* Text provided
======

31 January 2008

Democracy (what is it good for):

Tyler Cowen says:

The lesson is this: democracy is a very blunt instrument. Especially as it is found in the United States, democracy just isn't that smart or that finely honed or that closely geared toward truth or "progressive" values. (NB: Democracy in smaller, better educated, ethnically homogeneous nations is, sometimes, another story.)

But unlike one of my esteemed colleagues, I believe that we should revere democracy as one of the modern world's greatest achievements. [...] The future is far more likely to have "too little democracy" than "too much democracy." I do believe in checks and balances, but within a broadly democratic framework, such as we have in the United States.

That all said, we should not demand from democracy what democracy cannot provide. Democracy is pretty good at pushing scoundrels out of office, or checking them once they are in office. Democracy is also good at making sure enough interest groups are bought off so that social order may continue and that a broad if sometimes inane social consensus can be manufactured and maintained.

======

* Data
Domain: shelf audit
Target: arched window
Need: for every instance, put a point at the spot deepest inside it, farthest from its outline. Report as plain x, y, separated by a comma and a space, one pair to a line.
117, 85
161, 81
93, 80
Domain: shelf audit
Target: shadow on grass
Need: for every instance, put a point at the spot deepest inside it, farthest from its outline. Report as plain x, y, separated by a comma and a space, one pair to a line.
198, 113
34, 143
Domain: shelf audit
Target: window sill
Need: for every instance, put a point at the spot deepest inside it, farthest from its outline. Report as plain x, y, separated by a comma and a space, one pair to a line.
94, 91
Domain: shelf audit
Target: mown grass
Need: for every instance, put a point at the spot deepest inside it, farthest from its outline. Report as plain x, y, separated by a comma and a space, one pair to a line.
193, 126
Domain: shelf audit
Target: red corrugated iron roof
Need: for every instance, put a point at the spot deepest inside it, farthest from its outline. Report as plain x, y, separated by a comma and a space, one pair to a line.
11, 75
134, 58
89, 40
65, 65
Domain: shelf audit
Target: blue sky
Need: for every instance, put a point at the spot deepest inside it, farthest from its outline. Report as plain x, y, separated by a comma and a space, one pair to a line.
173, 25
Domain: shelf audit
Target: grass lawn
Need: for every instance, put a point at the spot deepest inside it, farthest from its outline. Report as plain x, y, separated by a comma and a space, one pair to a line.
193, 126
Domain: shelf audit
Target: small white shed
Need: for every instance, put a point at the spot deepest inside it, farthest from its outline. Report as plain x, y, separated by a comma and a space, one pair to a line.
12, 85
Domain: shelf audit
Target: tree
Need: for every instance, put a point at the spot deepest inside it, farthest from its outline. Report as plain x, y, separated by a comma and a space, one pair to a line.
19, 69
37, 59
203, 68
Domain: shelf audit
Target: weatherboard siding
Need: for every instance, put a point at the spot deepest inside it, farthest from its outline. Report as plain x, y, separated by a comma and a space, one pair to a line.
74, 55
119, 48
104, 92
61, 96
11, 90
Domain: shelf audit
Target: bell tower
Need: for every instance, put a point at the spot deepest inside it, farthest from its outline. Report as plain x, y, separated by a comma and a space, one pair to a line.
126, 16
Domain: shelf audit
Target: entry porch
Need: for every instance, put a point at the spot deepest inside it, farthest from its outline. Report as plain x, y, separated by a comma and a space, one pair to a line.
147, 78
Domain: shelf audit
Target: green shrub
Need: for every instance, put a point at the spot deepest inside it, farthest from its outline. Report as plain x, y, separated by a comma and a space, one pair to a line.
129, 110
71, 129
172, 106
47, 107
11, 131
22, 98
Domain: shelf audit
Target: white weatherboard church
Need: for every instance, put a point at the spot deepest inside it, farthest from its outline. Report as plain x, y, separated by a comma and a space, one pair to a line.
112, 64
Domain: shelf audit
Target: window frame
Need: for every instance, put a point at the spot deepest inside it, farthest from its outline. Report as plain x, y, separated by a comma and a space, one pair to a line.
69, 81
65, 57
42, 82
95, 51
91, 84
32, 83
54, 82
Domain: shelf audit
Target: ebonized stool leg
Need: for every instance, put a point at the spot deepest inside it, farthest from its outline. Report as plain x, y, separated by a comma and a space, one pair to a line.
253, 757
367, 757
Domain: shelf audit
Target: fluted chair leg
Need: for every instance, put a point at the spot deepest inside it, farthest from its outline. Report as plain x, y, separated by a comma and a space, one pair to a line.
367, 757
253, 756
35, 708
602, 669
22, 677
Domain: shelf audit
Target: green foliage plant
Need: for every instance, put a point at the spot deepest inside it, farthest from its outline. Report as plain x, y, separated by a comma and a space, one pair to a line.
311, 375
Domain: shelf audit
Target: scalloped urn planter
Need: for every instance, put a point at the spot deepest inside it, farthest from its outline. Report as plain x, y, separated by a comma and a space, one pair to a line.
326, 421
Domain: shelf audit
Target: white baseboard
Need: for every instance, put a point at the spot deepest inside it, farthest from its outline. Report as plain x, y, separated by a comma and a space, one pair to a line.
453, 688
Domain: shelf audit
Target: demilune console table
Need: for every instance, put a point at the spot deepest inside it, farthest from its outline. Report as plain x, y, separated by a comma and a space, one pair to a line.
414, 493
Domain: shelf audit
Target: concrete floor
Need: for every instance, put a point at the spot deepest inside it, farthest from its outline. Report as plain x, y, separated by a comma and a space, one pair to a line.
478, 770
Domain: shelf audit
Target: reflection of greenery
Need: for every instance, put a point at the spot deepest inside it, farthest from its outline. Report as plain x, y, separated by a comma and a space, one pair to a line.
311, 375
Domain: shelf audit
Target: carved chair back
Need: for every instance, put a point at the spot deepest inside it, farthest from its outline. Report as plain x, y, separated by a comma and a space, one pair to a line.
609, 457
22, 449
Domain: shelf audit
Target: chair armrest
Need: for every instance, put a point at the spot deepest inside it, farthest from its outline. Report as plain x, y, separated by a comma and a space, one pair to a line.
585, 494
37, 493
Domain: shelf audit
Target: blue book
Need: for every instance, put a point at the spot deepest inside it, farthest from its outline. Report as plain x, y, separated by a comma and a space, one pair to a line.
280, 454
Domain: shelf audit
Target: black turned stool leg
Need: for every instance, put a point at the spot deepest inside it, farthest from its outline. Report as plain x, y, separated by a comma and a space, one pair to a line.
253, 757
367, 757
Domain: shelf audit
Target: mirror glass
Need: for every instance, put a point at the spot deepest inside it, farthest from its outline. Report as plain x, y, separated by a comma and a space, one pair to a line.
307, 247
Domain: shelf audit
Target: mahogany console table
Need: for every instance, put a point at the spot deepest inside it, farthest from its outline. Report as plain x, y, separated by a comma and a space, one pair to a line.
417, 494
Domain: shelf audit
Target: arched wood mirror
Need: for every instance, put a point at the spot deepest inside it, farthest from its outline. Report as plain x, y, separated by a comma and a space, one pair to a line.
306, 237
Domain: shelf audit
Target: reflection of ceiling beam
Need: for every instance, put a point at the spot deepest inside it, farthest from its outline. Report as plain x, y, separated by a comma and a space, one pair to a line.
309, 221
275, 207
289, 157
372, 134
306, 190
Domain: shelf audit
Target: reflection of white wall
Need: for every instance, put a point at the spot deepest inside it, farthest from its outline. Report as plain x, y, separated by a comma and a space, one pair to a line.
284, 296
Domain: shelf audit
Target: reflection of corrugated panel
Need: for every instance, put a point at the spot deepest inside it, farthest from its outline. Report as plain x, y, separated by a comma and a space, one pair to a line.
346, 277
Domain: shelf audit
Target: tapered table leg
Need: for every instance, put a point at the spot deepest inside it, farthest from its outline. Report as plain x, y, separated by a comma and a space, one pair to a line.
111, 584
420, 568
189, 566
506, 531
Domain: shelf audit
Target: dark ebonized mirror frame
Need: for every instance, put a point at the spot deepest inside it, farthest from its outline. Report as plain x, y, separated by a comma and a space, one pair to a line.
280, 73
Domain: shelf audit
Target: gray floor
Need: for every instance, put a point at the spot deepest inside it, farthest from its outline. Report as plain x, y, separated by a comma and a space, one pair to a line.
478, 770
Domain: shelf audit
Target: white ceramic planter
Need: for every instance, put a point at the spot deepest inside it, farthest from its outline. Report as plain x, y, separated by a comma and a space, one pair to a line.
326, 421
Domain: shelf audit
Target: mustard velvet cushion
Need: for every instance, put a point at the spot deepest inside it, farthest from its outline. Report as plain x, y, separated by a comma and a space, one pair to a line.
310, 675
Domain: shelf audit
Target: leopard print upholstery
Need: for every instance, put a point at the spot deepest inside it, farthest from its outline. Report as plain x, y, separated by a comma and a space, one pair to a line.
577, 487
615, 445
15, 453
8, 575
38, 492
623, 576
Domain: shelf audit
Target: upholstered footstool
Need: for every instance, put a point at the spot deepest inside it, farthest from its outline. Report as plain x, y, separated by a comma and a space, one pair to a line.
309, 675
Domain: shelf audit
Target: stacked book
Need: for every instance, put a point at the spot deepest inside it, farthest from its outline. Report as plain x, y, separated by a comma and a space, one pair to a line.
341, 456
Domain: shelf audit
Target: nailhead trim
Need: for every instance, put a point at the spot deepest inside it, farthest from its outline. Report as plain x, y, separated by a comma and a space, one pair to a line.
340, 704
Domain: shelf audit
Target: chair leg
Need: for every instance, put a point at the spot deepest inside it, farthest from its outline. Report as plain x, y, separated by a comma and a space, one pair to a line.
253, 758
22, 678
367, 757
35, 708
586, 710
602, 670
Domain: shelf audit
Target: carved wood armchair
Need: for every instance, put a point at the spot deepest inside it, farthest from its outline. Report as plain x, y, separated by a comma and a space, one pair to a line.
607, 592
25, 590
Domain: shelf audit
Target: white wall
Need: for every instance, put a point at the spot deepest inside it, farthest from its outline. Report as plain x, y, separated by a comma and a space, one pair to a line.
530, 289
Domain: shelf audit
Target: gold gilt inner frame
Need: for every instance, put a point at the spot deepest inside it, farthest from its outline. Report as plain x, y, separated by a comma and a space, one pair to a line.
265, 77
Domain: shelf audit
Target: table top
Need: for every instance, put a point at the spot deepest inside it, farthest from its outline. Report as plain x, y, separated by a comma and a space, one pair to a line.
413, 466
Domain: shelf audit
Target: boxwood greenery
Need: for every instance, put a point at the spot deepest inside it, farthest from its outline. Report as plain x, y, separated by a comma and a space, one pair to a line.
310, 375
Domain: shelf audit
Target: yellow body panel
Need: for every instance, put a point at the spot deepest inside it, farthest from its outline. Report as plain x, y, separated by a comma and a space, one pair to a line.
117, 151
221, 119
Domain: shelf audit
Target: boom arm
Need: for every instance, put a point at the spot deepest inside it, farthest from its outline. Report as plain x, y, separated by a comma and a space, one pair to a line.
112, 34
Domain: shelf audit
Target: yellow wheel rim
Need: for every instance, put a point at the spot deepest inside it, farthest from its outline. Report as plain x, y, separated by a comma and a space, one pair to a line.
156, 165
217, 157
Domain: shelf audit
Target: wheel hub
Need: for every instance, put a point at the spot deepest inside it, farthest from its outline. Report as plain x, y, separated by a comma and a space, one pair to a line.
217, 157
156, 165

======

* Tasks for this exercise
[1] Reproduce everything in the text on democracy from "The lesson is" down to "sometimes, another story.)".
[2] In the text on democracy, in which nations is democracy said to be, sometimes, another story?
The entries have no connection to the text on democracy.

* Exercise solutions
[1]
The lesson is this: democracy is a very blunt instrument. Especially as it is found in the United States, democracy just isn't that smart or that finely honed or that closely geared toward truth or "progressive" values. (NB: Democracy in smaller, better educated, ethnically homogeneous nations is, sometimes, another story.)

[2] Smaller, better educated, ethnically homogeneous nations.